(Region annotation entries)
+ + + + +

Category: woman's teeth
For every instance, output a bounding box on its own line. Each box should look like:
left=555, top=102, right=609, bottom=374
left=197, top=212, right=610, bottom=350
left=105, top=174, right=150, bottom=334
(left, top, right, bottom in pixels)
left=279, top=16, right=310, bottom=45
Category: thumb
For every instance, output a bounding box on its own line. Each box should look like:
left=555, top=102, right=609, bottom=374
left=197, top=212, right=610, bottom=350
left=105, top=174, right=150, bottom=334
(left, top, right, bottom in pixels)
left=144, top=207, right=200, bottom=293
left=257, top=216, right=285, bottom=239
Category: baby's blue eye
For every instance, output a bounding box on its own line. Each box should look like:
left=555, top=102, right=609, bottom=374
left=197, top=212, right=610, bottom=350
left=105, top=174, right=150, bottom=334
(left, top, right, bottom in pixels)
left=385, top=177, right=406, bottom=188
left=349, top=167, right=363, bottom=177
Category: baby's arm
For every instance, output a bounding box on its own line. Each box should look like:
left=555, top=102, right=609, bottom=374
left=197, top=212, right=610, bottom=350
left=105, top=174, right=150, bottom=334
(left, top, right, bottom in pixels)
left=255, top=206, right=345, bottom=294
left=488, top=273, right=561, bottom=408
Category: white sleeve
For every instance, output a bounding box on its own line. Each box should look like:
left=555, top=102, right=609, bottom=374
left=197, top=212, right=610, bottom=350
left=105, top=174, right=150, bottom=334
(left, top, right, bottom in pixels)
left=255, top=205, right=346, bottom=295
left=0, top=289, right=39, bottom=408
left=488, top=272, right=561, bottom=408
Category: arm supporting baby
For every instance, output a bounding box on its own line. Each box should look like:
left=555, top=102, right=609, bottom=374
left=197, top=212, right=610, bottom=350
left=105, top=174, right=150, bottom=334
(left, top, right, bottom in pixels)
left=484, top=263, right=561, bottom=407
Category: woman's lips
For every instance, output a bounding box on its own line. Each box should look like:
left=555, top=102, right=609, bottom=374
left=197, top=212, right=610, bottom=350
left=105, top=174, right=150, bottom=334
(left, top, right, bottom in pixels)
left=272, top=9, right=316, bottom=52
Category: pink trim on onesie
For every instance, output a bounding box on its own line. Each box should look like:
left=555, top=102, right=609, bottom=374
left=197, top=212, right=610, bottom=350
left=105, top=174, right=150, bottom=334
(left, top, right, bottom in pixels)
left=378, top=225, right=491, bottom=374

+ + + + +

__Aim of the task__:
Please set down all of the entries above again, line for line, with nothing changed.

__Answer to the exercise__:
Category: woman's teeth
For every instance, output a bounding box on its own line. Each box should look like:
left=555, top=102, right=609, bottom=374
left=197, top=212, right=610, bottom=350
left=105, top=174, right=150, bottom=334
(left, top, right, bottom in pixels)
left=279, top=16, right=310, bottom=45
Category: thumb
For every instance, output a bounding box on its own line. Each box should look like:
left=555, top=102, right=609, bottom=374
left=197, top=212, right=610, bottom=350
left=105, top=174, right=150, bottom=334
(left, top, right, bottom in pixels)
left=144, top=207, right=200, bottom=293
left=257, top=216, right=285, bottom=239
Category: baby's blue eye
For every instance, output a bounding box on its own line. Each box should look like:
left=555, top=102, right=609, bottom=374
left=197, top=212, right=610, bottom=350
left=105, top=174, right=150, bottom=334
(left, top, right, bottom in pixels)
left=385, top=177, right=406, bottom=188
left=349, top=167, right=363, bottom=177
Category: baby's arm
For every instance, output a bounding box on its own line. Each box should look like:
left=555, top=102, right=609, bottom=374
left=197, top=212, right=610, bottom=350
left=105, top=174, right=150, bottom=334
(left, top, right, bottom in pixels)
left=255, top=206, right=345, bottom=294
left=488, top=273, right=561, bottom=408
Category: white sleeve
For every instance, output a bounding box on its own line. Each box should look like:
left=555, top=102, right=609, bottom=374
left=197, top=212, right=610, bottom=350
left=105, top=174, right=150, bottom=334
(left, top, right, bottom in pixels)
left=255, top=205, right=346, bottom=295
left=0, top=289, right=39, bottom=408
left=488, top=272, right=561, bottom=408
Category: arm supporting baby
For every instance, output a bounding box on its own line. Each box should look like:
left=555, top=102, right=609, bottom=374
left=197, top=212, right=610, bottom=350
left=105, top=174, right=150, bottom=334
(left, top, right, bottom in pixels)
left=484, top=263, right=561, bottom=407
Category: woman's lips
For every instance, output a bounding box on its own line. Each box should look like:
left=555, top=102, right=609, bottom=374
left=197, top=212, right=610, bottom=350
left=105, top=174, right=150, bottom=334
(left, top, right, bottom in pixels)
left=272, top=9, right=316, bottom=52
Category: pink trim on onesie
For every instance, output a bounding box on its own line. Each box should look like:
left=555, top=102, right=609, bottom=374
left=197, top=212, right=610, bottom=350
left=105, top=174, right=150, bottom=334
(left, top, right, bottom in pixels)
left=378, top=225, right=491, bottom=374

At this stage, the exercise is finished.